**Task directions:** Copy the following lines word for word, starting at the line that contains "Question: Can you find the gray" and continuing through the end of the records.

[Detection examples]
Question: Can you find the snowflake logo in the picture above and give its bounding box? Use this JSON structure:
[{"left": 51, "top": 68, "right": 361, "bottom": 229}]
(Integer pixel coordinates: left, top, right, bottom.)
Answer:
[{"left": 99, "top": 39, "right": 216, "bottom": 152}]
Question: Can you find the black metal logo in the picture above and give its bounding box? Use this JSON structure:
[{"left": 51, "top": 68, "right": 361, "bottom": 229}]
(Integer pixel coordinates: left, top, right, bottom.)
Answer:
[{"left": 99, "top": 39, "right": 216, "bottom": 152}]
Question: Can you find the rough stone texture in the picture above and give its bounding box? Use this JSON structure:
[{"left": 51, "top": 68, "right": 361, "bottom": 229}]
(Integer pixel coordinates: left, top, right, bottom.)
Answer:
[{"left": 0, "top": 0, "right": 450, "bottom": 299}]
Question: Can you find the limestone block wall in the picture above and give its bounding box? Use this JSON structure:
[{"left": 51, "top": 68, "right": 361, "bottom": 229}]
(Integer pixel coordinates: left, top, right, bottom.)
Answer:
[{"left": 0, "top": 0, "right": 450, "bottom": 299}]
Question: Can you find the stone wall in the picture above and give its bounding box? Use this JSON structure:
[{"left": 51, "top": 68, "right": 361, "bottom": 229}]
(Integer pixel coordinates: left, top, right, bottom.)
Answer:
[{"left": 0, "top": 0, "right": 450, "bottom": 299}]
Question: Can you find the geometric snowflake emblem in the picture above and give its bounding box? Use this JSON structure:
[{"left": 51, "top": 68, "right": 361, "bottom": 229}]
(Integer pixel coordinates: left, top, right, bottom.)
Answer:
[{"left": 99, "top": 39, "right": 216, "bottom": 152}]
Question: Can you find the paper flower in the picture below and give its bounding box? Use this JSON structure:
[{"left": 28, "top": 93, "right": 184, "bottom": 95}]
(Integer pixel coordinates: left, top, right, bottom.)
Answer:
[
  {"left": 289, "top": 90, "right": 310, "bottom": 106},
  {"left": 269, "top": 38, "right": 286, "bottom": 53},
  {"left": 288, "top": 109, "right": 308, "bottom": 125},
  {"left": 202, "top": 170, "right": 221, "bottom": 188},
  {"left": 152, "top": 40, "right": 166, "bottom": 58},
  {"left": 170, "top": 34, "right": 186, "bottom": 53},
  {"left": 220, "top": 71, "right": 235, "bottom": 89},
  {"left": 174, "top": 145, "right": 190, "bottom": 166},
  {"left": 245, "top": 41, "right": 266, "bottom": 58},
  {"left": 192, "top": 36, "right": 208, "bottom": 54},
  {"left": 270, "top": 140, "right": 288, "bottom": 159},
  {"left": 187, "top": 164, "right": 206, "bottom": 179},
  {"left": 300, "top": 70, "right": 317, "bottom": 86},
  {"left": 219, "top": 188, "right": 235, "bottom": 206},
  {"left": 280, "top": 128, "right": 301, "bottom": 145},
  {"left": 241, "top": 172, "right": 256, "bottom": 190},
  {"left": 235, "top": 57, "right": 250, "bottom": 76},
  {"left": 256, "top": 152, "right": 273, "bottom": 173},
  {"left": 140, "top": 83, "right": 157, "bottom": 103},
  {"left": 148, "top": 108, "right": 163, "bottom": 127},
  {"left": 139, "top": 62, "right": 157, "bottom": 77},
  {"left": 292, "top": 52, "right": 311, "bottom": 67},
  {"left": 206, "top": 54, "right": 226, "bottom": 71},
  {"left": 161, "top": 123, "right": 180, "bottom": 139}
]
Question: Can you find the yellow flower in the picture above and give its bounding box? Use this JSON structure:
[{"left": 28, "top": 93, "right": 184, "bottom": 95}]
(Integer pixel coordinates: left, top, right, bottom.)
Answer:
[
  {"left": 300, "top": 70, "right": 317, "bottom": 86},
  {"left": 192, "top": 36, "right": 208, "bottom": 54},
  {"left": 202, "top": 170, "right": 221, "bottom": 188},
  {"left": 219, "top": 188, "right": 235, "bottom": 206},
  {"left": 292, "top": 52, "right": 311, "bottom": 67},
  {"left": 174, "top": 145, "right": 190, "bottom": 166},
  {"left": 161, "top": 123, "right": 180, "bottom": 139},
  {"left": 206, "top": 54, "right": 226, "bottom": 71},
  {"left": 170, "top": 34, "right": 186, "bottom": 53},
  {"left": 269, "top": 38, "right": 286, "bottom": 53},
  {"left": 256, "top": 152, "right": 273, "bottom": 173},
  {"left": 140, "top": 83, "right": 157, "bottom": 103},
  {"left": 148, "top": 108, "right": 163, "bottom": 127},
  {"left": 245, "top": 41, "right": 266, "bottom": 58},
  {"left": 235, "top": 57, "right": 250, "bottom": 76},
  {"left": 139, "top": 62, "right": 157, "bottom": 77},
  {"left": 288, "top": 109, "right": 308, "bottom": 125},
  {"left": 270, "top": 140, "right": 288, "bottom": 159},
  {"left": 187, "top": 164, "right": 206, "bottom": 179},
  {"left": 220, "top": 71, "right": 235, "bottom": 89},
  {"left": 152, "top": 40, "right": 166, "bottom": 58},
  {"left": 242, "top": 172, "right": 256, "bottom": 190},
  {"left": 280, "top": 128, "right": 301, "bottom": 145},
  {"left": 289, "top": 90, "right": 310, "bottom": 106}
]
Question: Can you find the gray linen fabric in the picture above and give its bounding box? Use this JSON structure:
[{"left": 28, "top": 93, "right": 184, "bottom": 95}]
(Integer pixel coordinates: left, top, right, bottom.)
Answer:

**Answer to this exercise:**
Question: Can you find the gray linen fabric in the picture above and give its bounding box? Use this JSON structure:
[{"left": 28, "top": 93, "right": 184, "bottom": 95}]
(Integer pixel coordinates: left, top, right, bottom.)
Answer:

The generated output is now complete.